## [Extrait fourni]
+++

La grève de Montataire, comme toutes les grèves pacifiques, suit son cours normal : les patrons attendent tranquillement que la faim fasse rentrer leurs esclaves au bagne. Ceux-ci font appel à la solidarité des copains, qui n’envoient rien ou presque rien.
L’exemple de Décaseville et celui plus récent de la « Sellerie militaire » ne sont pas encourageants.
Dans l’une et l’autre grève, les patrons ont eu l’air de céder, mais ils ont immédiatement jeté sur le pavé ceux de leurs serfs qui avaient montré le plus d’énergie.
Les autres, joyeux de l’augmentation obtenue, ont laissé faire !
Cela fera-t-il enfin comprendre aux compagnons énergiques qui voient dans la lutte autre chose que l’espoir d’un mandat, que les concessions patronales ne changent rien à la situation, que la Révolution seule, énergique, sauvage même, peut améliorer le sort des misérables, et que brûler l’usine vaut mieux que d’y rentrer, même victorieux.
Les Irlandais luttent plus courageusement que nous et chaque éviction est une bataille avec la police qui se venge comme elle peut, à Michelstown et ailleurs.
Chez nous, les enquêtes se suivent et se ressemblent. Ordonnance de non-lieu en faveur de Lefebvre-Roncier, qui a bien reçu 10,000 francs mais qui ne les a pas touchés ; ordonnance de non-lieu à propos de la divulgation du fameux plan de la fameuse mobilisation qui restera célèbre par ses fours qui ne peuvent cuire le pain, — on a dû les emprunter au fournisseur du Dépôt.
Le gouvernement si libéral des États-Unis ne va pas vite en matière criminelle, mais enfin il aboutit ; il a décidé l’exécution des anarchistes de Chicago.
Tous les gouvernements se ressemblent, tous les bourgeois se valent, d’un côté ou de l’autre de l’Atlantique et ils ne manquent jamais l’occasion de faire une canaillerie, surtout quand cette canaillerie est une bêtise.
Au lendemain du procès, la justice pouvait suivre son cours sans soulever trop de réprobation, mais au bout de si longtemps cela devient absolument ignoble, et les sept potences de Chicago apprendront aux prolétaires à hair et à mépriser leurs maîtres en attendant le moment de les pendre à leur tour.

+++

## [Liste des enregistrements]
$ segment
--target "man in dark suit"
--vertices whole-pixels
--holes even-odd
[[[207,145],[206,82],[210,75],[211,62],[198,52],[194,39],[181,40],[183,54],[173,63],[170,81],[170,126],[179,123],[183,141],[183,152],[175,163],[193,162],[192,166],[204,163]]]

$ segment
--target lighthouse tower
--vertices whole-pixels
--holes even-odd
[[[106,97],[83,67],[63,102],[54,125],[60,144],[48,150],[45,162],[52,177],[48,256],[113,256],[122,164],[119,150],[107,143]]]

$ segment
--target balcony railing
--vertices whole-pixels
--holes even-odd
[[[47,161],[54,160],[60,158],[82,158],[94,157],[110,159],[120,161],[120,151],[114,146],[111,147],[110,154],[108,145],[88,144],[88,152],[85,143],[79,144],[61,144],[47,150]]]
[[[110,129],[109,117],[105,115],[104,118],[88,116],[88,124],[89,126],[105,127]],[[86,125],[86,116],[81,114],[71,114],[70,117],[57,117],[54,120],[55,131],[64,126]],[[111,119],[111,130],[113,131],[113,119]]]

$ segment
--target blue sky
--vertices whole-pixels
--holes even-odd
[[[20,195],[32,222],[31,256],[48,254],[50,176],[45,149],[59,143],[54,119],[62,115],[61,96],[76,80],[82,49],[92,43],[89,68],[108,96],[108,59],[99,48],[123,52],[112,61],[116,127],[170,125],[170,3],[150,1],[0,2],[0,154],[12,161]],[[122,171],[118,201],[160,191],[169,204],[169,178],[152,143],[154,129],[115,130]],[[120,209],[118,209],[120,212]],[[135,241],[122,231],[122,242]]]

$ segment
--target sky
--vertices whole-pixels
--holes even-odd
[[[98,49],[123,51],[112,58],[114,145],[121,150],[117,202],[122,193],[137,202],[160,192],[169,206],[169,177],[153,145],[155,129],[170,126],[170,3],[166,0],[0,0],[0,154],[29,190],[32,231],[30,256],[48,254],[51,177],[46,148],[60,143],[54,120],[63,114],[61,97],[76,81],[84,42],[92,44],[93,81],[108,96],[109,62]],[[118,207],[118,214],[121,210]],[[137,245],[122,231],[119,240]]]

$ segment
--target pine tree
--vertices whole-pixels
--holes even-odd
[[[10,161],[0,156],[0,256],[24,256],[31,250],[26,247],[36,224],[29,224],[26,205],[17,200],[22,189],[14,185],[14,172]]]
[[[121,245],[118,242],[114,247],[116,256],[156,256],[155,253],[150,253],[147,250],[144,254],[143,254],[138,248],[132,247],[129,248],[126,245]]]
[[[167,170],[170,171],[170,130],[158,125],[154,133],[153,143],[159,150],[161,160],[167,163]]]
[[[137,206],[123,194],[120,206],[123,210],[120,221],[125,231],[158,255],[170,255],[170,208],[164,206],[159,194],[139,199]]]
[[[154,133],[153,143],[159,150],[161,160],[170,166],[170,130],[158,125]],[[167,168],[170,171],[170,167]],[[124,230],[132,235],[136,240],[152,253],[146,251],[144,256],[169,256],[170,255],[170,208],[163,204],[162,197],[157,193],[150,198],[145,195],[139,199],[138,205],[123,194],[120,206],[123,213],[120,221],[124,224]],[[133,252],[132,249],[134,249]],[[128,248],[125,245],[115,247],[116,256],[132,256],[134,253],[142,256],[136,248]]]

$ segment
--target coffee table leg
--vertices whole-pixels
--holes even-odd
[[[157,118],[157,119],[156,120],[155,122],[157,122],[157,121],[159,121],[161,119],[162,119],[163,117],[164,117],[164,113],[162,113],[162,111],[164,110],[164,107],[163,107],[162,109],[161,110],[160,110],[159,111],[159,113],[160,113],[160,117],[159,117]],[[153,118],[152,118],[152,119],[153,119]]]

+++

## [Consignes de l'exercice]
• a. D'après le texte sur la grève de Montataire, qu'a décidé le gouvernement des États-Unis ?
• b. Recopiez tout le passage du texte sur la grève de Montataire, depuis « Cela fera-t-il enfin » jusqu'à « fournisseur du Dépôt. ».
• c. Prolongez le texte sur la grève de Montataire au-delà de sa dernière phrase.

## [Les réponses]
• a. L'exécution des anarchistes de Chicago.

• b.
Cela fera-t-il enfin comprendre aux compagnons énergiques qui voient dans la lutte autre chose que l’espoir d’un mandat, que les concessions patronales ne changent rien à la situation, que la Révolution seule, énergique, sauvage même, peut améliorer le sort des misérables, et que brûler l’usine vaut mieux que d’y rentrer, même victorieux.
Les Irlandais luttent plus courageusement que nous et chaque éviction est une bataille avec la police qui se venge comme elle peut, à Michelstown et ailleurs.
Chez nous, les enquêtes se suivent et se ressemblent. Ordonnance de non-lieu en faveur de Lefebvre-Roncier, qui a bien reçu 10,000 francs mais qui ne les a pas touchés ; ordonnance de non-lieu à propos de la divulgation du fameux plan de la fameuse mobilisation qui restera célèbre par ses fours qui ne peuvent cuire le pain, — on a dû les emprunter au fournisseur du Dépôt.

• c.
Encore un incident de frontières ! Ces bougres-là finiront par se flanquer une guerre sur les bras. Je vous demande un peu pourquoi les journalistes font tant de potin pour deux chasseurs dont l’un a été tué et l’autre blessé par un soldat faisant fonctions de garde champêtre ; est-ce que tous les jours les agents de Gragnon n’assomment pas quelqu’un sans que ces bonshommes s’en émeuvent ?
Il est vrai que ceux-là n’ont pas les moyens d’aller à la chasse !
La frontière ! — oui, je sais bien — l’intégrité du territoire ! l’honneur de la Patrie ! C’est moi qui m’en fouts, par exemple !
Ce qui me taquine, au contraire, ce sont les 10,000 fr. que le conseil municipal a votés pour les tisseurs de Cholet. Non pas que j’aie la moindre animosité pour ces travailleurs — bien au contraire — mais cela me gêne de leur en donner ma part : 1° Parce que cela ne peut leur servir à rien puisqu’ils sont — chiffre officiel —10,690, et que cela leur fait environ 0,86 c. par tête, pas lourd pour lutter ; 2° Parce que la grève est terminée, puisque presque tous les patrons ont cédé, dit-on ; 3° Parce que cela peut leur faire croire qu’on peut arriver à quelque chose pacifiquement, heureusement qu’ils en reviendront ; 4°. Enfin parce que je n’éprouve aucun désir de voir Victor Dalle député ; nous avons déjà Basly, Camélinat et Boyer, franchement, c’est assez!!
Il est vrai que par la même occasion cet excellent Conseil a bien voulu voter pareille somme de 10,000 francs à répartir entre les ouvriers sans ouvrage habitant Paris depuis cinq ans au moins. Cela fera-t-il seulement de quoi leur payer l’absinthe ?
D’autres parleront certainement des meetings de la salle Favié ; j’y relèverai seulement que ces meetings ont duré quatre heures, sans le moindre désordre et sans le moindre délégué à l’ordre.
Les possibilistes devraient bien prendre le même système à la Bourse du travail, et les réunions y seraient beaucoup moins agitées.
Nemo.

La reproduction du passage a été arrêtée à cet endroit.